Provided records:
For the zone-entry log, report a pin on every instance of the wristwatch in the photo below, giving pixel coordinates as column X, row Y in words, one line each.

...

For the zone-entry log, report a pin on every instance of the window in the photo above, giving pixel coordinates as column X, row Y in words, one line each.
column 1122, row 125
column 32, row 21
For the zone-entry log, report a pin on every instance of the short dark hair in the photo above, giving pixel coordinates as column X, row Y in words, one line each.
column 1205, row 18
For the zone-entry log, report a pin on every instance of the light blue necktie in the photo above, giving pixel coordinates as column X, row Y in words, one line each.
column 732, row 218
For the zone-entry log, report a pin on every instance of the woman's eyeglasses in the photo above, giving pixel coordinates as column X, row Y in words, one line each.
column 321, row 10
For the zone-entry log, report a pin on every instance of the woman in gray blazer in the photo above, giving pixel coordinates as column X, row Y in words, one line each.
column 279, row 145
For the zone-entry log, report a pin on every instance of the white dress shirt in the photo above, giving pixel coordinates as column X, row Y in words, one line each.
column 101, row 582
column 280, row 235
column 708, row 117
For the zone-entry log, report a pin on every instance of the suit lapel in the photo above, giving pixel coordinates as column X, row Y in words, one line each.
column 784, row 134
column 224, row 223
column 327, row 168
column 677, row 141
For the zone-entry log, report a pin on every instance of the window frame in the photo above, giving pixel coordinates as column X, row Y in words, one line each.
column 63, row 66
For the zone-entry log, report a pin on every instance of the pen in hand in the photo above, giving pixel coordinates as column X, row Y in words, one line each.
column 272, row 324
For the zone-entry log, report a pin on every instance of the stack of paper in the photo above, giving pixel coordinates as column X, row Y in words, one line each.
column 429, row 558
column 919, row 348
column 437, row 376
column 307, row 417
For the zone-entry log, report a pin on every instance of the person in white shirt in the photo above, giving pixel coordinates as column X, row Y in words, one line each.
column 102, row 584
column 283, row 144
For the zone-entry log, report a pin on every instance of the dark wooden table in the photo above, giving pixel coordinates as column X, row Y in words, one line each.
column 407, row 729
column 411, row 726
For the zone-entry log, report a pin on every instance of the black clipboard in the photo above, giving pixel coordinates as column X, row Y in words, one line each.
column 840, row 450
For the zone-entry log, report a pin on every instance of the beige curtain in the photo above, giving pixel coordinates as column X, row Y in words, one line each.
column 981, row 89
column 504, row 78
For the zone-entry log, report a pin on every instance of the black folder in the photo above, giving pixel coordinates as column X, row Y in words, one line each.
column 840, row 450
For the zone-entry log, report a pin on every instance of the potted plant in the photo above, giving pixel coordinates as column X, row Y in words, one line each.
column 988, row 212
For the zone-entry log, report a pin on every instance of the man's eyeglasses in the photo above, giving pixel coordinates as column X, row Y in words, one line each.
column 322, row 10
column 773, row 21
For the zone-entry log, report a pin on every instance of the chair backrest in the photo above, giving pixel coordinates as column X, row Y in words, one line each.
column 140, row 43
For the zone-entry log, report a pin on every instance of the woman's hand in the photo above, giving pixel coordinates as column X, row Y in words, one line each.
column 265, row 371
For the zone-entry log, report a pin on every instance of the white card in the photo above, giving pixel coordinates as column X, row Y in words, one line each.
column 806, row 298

What to do: Retype the rows above exactly, everything from the one containing "of the suit" down to the one containing "column 63, row 66", including both of those rows.

Final result:
For the zone-entry log, report a pin on every instance of the suit lapel in the photo above, giving pixel coordinates as column X, row Y in words, one line each.
column 784, row 134
column 224, row 223
column 327, row 168
column 677, row 141
For the zone-entry log, report a pin on every instance of the window frame in the photo above, giving pixel coordinates as column X, row Y in words, one line each.
column 63, row 66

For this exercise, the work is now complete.